>>>>

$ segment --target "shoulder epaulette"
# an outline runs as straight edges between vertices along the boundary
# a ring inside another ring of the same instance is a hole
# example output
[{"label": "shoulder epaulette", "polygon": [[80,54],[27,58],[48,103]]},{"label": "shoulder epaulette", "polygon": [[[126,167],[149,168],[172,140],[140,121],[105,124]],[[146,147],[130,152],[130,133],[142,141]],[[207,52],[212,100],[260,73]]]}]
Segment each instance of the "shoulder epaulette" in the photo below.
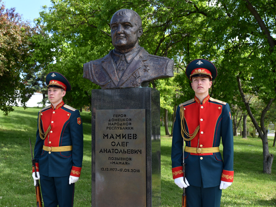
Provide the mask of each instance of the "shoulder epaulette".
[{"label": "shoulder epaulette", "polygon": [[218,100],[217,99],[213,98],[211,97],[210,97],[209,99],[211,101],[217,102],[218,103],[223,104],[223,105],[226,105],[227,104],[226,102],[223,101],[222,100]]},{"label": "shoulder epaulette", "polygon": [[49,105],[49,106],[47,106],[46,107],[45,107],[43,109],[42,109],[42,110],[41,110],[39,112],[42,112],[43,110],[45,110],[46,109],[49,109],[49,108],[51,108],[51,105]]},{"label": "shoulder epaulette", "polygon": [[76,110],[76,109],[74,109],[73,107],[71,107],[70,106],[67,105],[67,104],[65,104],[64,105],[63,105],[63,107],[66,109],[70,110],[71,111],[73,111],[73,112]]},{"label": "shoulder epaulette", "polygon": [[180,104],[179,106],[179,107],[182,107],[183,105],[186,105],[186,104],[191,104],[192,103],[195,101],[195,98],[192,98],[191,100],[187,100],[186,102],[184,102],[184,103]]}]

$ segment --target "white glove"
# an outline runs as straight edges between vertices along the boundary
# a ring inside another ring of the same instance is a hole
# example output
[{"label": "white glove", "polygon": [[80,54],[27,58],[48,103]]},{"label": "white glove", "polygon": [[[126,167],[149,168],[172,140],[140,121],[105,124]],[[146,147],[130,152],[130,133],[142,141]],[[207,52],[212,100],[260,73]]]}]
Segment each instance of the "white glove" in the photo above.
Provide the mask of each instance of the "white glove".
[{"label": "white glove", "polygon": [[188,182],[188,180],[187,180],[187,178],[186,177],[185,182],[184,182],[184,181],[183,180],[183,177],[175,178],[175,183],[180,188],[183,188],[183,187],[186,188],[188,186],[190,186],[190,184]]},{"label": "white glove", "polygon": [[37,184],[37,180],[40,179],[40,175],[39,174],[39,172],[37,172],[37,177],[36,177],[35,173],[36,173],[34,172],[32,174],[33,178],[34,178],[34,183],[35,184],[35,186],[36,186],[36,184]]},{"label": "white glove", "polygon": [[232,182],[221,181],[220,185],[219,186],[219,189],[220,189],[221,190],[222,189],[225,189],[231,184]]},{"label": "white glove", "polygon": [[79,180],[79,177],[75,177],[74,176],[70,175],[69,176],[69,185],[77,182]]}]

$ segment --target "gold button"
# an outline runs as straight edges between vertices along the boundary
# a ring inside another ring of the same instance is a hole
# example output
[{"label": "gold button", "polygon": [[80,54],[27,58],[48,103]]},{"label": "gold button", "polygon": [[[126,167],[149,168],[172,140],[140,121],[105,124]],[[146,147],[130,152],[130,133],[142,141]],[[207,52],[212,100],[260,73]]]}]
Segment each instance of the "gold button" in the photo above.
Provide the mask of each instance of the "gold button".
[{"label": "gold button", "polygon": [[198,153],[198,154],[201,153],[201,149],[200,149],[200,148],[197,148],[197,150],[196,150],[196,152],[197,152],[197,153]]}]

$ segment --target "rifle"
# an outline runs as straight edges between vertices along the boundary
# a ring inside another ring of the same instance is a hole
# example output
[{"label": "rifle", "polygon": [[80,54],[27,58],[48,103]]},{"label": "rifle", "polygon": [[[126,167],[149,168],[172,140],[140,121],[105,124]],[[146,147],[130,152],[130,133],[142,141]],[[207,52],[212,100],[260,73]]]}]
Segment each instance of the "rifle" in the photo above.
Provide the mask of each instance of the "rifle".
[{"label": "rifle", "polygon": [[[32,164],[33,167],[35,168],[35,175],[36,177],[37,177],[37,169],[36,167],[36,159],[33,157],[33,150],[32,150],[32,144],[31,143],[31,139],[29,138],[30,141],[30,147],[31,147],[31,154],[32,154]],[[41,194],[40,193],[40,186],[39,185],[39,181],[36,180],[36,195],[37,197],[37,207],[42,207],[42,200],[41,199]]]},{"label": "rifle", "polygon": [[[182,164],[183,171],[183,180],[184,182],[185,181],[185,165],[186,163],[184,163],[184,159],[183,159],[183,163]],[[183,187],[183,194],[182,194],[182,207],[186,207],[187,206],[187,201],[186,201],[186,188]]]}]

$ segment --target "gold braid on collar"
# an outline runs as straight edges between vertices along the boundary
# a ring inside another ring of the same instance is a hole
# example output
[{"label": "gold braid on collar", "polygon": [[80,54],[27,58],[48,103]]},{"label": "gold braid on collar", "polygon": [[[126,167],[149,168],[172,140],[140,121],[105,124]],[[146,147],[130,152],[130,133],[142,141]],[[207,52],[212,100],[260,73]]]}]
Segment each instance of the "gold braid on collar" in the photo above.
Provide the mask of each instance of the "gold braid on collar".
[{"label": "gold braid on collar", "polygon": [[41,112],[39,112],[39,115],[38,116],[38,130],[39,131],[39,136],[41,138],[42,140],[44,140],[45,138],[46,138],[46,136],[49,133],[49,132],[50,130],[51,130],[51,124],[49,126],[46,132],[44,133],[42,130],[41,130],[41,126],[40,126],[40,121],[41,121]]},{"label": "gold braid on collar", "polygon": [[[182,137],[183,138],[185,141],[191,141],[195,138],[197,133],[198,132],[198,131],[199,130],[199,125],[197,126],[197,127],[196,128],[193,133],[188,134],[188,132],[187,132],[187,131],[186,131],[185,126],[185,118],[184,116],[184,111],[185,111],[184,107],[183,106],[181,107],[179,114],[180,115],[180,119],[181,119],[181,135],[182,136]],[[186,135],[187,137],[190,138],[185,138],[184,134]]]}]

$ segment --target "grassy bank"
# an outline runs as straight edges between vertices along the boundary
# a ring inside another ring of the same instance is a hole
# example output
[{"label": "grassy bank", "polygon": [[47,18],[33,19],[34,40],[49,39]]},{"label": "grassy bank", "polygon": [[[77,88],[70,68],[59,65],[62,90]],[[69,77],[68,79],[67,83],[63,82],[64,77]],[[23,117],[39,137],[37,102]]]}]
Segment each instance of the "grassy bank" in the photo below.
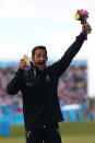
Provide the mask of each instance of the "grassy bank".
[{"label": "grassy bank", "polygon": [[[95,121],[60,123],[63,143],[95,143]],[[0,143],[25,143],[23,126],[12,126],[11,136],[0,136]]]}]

<<<<

_GOAL_. How many lines of the data above contain the string "Provide", matching case? Reply with the number only.

_RESULT OF THIS TASK_. 6